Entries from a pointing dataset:
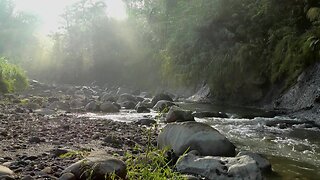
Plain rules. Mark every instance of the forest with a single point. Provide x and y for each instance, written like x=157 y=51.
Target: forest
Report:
x=241 y=48
x=159 y=89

• [What is needed]: Return every line of the entries above word for word, leaving out the pictures.

• [Solution to this problem]:
Plain rules. Mark every instance of the forest with a single point. Provide x and y for each instance, written like x=157 y=51.
Target: forest
Report:
x=241 y=48
x=159 y=89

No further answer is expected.